Extract provided:
-- Opening Marker --

Food inspectors and police conducting an inspection of the Vietnamese Sapa market in Prague on Thursday uncovered 60 kilograms of uncertified meat on the grounds, including pork, beef poultry and fish. The meat was reportedly showing visible signs of decay and was confiscated on the spot. The owners face a fine of up to 10 million crowns. Uncertified meat of dubious origin has been found at Sapa on many previous occasions.
Czech intelligence has rejected claims that Manchester suicide bomber Salman Abedi, who spent a few weeks in Libya before committing the attack, flew back to London via Prague. The information appeared in the German daily Der Tagesspiegel on Thursday. Czech Interior Minister Milan Chovanec said neither Czech nor foreign intelligence sources had any information to confirm the claim.
The country’s chief hygiene officer, Eva Gottvaldova has moved to dispel fears regarding the possible spread of cholera, which was confirmed in the Czech Republic on Wednesday. Two Czechs recently back from Tanzania were reportedly hospitalized with the disease on their return. They have now been released and are in quarantine. The last case of cholera in the Czech Republic was fifteen years ago and was also contracted abroad. People travelling to high-risk areas are recommended to get a vaccine which is available in the Czech Republic.

-- Closing Marker --

Study questions:
1. Quote the news briefs word for word between "Czech intelligence has" and "confirm the claim.", inclusive.
2. Render this sentence from the news briefs in Spanish: "The meat was reportedly showing visible signs of decay and was confiscated on the spot."
The items come from a different source than the news briefs.

Data records:

-- Opening Marker --

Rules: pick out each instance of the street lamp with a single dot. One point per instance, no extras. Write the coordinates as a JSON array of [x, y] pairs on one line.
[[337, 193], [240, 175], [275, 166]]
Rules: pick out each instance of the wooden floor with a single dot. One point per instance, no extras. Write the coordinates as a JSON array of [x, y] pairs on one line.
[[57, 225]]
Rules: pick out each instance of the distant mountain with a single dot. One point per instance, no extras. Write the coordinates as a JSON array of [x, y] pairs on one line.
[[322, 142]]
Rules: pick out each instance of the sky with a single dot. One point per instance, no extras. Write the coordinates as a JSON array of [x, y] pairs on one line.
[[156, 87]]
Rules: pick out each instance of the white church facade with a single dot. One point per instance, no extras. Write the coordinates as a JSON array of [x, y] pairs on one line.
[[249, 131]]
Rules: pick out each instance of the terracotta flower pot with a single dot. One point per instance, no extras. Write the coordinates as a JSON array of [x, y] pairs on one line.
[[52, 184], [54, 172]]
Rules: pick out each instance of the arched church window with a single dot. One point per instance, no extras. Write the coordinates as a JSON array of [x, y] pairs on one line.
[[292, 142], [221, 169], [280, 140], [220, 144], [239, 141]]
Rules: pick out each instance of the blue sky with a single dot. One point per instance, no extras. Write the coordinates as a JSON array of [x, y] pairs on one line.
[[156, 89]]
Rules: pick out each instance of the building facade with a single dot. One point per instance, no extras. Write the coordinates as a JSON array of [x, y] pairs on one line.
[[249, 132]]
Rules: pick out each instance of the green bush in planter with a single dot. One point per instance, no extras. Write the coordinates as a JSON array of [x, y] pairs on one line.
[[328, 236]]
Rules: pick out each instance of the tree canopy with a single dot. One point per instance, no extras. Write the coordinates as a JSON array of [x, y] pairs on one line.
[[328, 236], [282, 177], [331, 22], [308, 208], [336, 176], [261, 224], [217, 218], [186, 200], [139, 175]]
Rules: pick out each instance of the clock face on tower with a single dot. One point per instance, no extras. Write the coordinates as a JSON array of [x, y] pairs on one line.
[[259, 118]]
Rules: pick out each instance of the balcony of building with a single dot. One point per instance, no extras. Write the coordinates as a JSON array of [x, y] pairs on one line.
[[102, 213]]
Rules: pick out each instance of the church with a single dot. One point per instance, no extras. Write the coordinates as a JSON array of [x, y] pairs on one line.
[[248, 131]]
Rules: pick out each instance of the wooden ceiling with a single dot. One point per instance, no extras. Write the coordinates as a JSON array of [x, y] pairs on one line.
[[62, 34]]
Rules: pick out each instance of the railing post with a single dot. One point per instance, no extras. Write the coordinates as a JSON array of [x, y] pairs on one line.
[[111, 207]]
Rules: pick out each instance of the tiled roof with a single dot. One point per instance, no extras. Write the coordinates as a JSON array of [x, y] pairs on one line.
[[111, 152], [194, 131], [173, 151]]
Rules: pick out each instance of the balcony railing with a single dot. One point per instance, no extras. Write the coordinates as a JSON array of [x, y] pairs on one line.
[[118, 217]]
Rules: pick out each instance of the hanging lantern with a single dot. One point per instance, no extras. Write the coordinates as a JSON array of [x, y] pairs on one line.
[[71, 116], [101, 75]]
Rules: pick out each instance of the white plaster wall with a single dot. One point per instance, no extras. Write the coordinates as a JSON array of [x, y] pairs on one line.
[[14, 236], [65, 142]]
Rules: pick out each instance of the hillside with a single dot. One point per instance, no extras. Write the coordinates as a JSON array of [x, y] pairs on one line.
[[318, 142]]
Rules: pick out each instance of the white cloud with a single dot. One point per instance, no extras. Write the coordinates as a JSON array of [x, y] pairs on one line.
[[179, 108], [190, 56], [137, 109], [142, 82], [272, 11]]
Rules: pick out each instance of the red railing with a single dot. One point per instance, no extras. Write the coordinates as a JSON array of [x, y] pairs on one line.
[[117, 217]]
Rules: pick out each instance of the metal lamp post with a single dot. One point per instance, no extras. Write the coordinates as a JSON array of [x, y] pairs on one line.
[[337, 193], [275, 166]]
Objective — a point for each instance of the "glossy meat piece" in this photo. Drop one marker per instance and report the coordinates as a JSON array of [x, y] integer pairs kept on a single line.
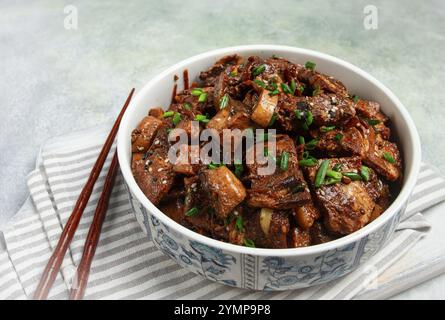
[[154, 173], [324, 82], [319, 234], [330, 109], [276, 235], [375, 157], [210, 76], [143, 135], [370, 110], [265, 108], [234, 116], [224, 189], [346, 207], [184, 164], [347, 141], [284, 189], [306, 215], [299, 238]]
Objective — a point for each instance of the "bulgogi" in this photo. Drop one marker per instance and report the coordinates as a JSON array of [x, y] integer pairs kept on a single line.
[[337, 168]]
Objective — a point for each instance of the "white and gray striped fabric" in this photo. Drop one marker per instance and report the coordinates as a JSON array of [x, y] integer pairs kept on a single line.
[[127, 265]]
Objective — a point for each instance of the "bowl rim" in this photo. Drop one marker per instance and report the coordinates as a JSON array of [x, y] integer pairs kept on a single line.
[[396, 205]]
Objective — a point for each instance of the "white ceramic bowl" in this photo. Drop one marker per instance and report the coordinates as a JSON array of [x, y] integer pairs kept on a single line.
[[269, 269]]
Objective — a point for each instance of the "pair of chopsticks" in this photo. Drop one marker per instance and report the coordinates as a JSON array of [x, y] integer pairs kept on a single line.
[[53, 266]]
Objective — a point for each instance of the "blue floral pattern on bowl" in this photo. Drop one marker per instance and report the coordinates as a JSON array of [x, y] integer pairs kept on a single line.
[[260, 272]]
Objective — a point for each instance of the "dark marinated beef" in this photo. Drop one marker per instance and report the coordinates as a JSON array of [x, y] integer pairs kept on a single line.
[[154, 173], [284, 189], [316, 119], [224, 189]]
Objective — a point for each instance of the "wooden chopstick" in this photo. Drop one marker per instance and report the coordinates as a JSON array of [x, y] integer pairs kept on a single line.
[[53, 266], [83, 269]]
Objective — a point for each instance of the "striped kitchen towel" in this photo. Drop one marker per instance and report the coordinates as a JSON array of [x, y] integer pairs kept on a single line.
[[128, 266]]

-- Closing Marker --

Responses:
1.
Czech intelligence has rejected claims that Manchester suicide bomber Salman Abedi, who spent a few weeks in Libya before committing the attack, flew back to London via Prague. The information appeared in the German daily Der Tagesspiegel on Thursday. Czech Interior Minister Milan Chovanec said neither Czech nor foreign intelligence sources had any information to confirm the claim.

2. Según los informes, la carne mostraba signos visibles de descomposición y fue confiscada en el acto.